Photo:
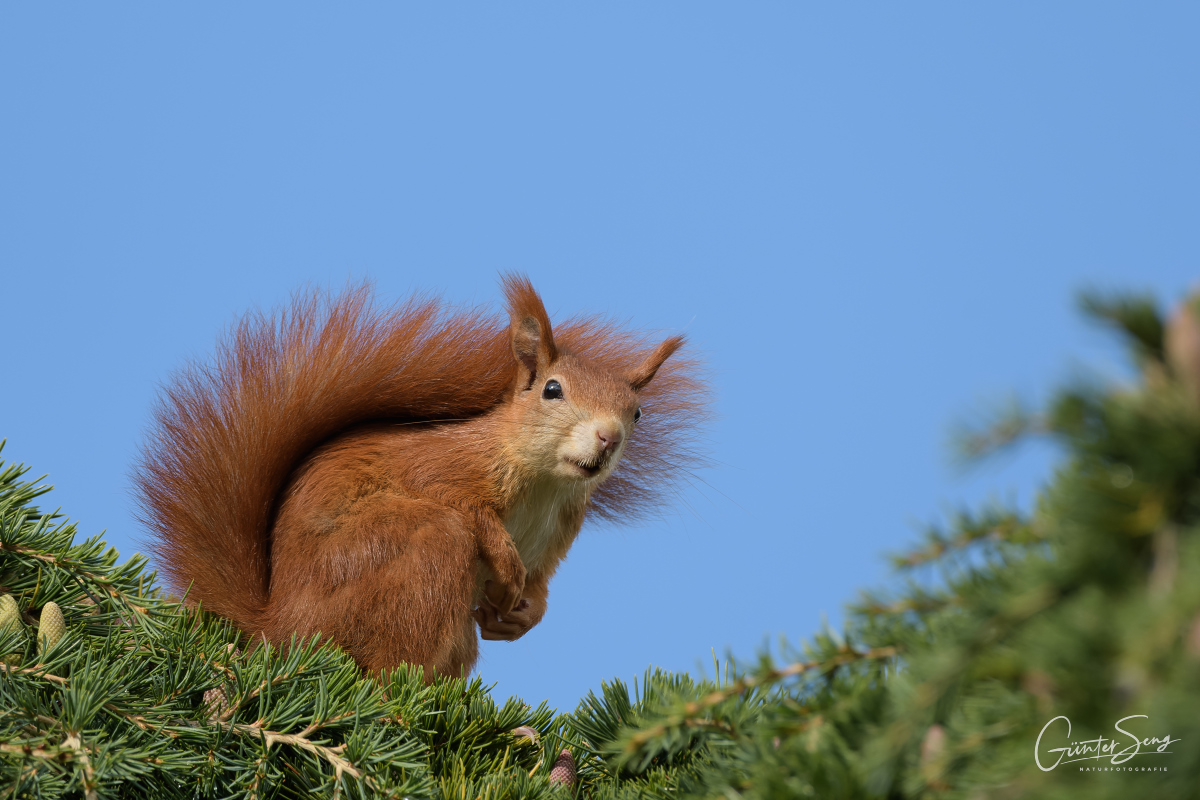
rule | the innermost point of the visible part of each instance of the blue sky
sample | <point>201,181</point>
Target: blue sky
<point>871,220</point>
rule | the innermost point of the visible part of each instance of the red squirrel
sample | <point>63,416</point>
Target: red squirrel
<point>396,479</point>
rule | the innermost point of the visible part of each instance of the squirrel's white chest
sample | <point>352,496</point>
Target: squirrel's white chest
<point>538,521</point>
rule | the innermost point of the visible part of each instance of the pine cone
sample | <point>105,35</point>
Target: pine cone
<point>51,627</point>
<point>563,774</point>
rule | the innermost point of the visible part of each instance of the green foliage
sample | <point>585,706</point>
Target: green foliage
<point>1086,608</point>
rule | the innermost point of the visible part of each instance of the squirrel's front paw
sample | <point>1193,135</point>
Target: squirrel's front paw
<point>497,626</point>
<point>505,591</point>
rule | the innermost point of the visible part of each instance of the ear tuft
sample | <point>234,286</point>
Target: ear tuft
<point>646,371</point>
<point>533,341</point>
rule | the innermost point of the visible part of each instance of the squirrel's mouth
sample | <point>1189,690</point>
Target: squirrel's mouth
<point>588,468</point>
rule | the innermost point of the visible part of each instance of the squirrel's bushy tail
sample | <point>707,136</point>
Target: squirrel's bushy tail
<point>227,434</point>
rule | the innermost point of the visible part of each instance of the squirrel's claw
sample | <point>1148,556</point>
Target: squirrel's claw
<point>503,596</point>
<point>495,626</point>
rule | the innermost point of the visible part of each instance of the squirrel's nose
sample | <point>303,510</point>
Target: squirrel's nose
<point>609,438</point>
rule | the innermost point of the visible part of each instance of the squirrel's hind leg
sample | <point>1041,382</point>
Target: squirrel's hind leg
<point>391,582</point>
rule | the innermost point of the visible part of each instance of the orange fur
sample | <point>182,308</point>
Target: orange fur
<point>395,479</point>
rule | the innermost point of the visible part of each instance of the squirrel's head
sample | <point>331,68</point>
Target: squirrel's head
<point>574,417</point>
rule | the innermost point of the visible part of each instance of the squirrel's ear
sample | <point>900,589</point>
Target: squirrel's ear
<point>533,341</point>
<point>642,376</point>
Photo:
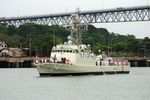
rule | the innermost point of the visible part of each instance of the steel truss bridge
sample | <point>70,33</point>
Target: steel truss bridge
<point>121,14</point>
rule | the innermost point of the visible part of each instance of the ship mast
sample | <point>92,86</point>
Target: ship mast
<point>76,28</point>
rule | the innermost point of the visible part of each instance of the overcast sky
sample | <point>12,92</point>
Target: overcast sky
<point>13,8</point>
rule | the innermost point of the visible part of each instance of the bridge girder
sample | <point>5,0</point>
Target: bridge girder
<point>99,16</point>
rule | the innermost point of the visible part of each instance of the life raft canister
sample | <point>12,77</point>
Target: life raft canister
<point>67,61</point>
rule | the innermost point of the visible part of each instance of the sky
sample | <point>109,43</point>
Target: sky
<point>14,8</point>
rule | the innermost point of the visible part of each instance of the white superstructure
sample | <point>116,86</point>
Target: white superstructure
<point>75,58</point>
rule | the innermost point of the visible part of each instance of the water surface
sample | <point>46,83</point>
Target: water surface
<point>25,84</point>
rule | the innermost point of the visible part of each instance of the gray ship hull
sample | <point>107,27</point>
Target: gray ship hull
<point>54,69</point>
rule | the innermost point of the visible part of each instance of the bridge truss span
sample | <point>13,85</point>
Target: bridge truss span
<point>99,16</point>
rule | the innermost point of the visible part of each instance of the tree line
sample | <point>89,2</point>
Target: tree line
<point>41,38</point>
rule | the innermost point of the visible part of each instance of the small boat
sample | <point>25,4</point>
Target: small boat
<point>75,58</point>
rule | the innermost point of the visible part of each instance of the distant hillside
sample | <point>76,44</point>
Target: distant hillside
____
> Work request
Each line from the one that includes "sample | <point>76,44</point>" down to the close of the records above is to be given again exactly, and no other line is to appear.

> The answer
sample | <point>76,44</point>
Target: distant hillside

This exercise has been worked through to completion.